(Source extract begins)

Charismatic Movement Fails to Measure Up
IN RECENT times the “Charismatic” movement, sometimes labeled “neo-Pentecostal,” has attracted a good many churchgoers. This has been particularly noticeable in the Catholic Church, where some reports estimate the movement as having anywhere from 50,000 up to 400,000 followers. There have been upsets also in the Baptist Church.
The Charismatics (from the Greek word meaning ‘a gift of divine favor’) stress the importance of “spiritual gifts,” including divine healing, speaking in tongues (foreign to the hearer), discernment of spirits and prophecy. What appears to have disturbed the Catholic Church is the practice some Charismatics have called “discipling,” wherein the believers are grouped into units of about ten persons under the direction of a “shepherd,” who teaches and guides them. The disciples are committed to obey their shepherd. It especially bothers the Church that sometimes this shepherd is someone other than the disciples’ own minister. Clergymen, including those of other religions, fear that divisions in the church might thereby come about. Some charismatic leaders, however, oppose the practice of discipling. These say that, for the most part, they have taught members to remain within their denominations.
A further cause of concern to many persons is the fact that the charismatic “healers” claim, when their healing efforts are ineffective, that the failure is due to “lack of faith” on the part of the ailing person. This produces a guilt complex in the sick person, which, incidentally, complicates the job of any medical doctor treating the individual.

(Source extract ends)
(Data under study begins)

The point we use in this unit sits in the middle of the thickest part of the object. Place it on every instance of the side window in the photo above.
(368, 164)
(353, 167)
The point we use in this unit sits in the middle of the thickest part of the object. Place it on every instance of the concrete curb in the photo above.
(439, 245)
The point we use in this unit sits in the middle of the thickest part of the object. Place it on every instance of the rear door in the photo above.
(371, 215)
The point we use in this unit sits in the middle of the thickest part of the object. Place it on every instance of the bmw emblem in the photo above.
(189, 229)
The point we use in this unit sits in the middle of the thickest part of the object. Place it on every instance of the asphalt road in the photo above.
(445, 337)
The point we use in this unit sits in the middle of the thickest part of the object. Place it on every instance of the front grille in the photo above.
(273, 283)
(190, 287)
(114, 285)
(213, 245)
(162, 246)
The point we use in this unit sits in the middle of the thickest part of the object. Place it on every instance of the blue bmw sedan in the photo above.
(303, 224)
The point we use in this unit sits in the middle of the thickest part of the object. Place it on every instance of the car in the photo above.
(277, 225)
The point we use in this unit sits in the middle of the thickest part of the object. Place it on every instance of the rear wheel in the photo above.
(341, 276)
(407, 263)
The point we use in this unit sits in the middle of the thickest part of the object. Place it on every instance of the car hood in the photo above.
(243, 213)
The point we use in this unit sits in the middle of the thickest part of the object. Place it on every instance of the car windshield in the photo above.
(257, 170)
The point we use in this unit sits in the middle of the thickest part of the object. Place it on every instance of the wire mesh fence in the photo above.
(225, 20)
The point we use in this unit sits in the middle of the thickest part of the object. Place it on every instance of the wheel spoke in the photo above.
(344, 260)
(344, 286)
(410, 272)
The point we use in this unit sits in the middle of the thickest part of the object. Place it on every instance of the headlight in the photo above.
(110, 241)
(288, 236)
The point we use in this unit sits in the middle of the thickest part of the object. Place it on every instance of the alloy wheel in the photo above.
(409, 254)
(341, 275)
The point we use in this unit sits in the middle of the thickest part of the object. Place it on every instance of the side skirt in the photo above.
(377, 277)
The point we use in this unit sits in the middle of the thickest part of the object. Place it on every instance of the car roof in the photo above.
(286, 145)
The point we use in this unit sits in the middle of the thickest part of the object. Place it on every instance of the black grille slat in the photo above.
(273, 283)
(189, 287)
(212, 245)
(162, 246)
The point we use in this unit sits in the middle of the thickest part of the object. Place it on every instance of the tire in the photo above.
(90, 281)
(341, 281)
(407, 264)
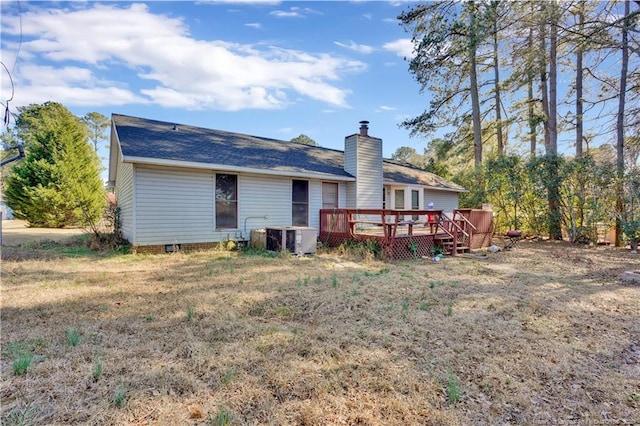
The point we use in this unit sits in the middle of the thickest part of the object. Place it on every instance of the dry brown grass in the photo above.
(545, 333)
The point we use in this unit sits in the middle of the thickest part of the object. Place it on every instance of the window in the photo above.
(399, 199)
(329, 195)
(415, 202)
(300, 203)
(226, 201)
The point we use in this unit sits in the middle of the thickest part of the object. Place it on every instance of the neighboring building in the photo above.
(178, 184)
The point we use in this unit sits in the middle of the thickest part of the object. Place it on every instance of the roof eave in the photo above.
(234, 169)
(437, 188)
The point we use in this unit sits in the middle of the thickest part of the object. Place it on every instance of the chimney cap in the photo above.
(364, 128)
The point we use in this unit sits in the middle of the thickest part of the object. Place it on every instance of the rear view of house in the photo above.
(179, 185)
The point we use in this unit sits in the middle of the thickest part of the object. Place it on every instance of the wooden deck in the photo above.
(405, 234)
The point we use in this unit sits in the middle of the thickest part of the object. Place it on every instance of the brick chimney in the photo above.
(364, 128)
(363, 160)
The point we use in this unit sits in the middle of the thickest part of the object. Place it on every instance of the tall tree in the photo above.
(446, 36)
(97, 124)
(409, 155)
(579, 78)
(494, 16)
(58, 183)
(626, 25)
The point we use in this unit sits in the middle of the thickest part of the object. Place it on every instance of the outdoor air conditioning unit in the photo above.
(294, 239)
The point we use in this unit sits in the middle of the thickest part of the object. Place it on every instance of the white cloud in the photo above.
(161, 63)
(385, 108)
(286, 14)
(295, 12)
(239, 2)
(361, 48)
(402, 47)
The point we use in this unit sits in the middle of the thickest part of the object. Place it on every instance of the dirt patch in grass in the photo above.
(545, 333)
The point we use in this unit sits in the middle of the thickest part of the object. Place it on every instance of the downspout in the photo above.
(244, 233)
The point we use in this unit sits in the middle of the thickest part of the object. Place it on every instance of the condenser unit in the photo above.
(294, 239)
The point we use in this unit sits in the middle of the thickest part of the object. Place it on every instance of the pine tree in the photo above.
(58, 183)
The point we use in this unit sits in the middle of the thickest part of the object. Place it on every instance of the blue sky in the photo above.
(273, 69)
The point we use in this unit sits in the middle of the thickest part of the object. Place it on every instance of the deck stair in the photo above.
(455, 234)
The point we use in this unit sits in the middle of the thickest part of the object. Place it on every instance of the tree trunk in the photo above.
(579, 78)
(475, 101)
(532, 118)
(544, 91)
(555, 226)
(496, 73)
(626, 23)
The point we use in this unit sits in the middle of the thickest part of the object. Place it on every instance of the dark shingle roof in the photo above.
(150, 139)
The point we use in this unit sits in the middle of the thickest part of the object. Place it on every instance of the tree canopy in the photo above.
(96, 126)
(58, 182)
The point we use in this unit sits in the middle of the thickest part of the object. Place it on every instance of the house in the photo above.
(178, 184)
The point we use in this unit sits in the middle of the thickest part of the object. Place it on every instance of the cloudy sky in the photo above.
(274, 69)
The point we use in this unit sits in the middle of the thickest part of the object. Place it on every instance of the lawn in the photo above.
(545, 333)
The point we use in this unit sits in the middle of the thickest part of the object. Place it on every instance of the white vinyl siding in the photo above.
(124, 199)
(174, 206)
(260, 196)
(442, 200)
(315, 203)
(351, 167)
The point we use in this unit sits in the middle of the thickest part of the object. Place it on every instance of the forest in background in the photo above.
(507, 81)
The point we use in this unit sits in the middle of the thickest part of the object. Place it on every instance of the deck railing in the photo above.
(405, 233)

(Data under study ends)
(Data under study begins)

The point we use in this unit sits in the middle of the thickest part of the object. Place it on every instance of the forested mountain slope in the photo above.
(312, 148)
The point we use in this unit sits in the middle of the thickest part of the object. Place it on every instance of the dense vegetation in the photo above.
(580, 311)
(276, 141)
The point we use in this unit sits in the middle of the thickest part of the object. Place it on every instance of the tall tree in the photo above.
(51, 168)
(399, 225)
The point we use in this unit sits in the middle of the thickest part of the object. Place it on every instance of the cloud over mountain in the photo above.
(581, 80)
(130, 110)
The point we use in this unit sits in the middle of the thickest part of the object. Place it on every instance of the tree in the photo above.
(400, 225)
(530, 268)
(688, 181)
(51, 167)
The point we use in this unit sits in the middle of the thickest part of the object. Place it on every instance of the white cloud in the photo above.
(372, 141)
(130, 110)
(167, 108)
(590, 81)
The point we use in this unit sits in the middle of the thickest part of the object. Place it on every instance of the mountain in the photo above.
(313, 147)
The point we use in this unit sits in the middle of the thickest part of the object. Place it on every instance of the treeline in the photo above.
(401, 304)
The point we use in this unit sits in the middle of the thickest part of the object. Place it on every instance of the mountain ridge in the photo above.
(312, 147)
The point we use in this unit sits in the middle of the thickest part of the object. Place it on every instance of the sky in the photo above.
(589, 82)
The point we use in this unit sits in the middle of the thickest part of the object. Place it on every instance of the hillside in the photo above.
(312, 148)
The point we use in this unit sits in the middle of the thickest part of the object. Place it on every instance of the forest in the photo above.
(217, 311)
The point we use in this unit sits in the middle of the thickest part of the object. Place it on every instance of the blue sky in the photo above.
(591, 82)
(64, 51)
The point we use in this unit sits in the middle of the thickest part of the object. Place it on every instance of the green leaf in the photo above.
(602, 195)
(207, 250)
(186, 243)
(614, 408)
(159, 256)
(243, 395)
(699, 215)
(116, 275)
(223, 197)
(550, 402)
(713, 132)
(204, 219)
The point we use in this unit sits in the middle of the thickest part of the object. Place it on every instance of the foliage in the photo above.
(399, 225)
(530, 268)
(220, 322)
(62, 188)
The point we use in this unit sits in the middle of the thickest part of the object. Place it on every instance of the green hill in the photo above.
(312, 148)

(Data under study ends)
(Data under study begins)

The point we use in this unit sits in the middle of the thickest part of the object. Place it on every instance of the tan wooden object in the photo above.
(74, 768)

(Data under study ends)

§ Exercise A
In the article on the Charismatic movement, into groups of about how many persons are believers placed under a "shepherd" in the practice called "discipling"?
§ Exercise B
Reproduce the part of the article on the Charismatic movement starting with "A further cause" and going on through "treating the individual.".
§ Exercise C
Carry on the article on the Charismatic movement from the point where it stops.

§ Final answer A
About ten persons.

§ Final answer B
A further cause of concern to many persons is the fact that the charismatic “healers” claim, when their healing efforts are ineffective, that the failure is due to “lack of faith” on the part of the ailing person. This produces a guilt complex in the sick person, which, incidentally, complicates the job of any medical doctor treating the individual.

§ Final answer C
Of course, when Jesus and the apostles healed the sick, their healing was not dependent on the degree of faith of the healed person. Of Jesus, it is recorded: “All those who had people sick with various diseases brought them to him. By laying his hands upon each one of them he would cure them.”—Luke 4:40; compare Luke 6:19; 9:6, 11.
The charismatic movement is doubtless a result of the churches’ failure to fill the need of church members for spiritual food. But while it has attracted many, particularly young persons, it has failed to measure up to the Bible’s standard for true Christianity. The Bible strongly counsels Christians not to follow human leaders, thereby having divided allegiances, but to follow Christ. The Bible therefore also commands: “Get out of her [Babylon the Great, the world empire of false religion, with its multitude of sects], my people, if you do not want to share with her in her sins, and if you do not want to receive part of her plagues.”—Rev. 18:4.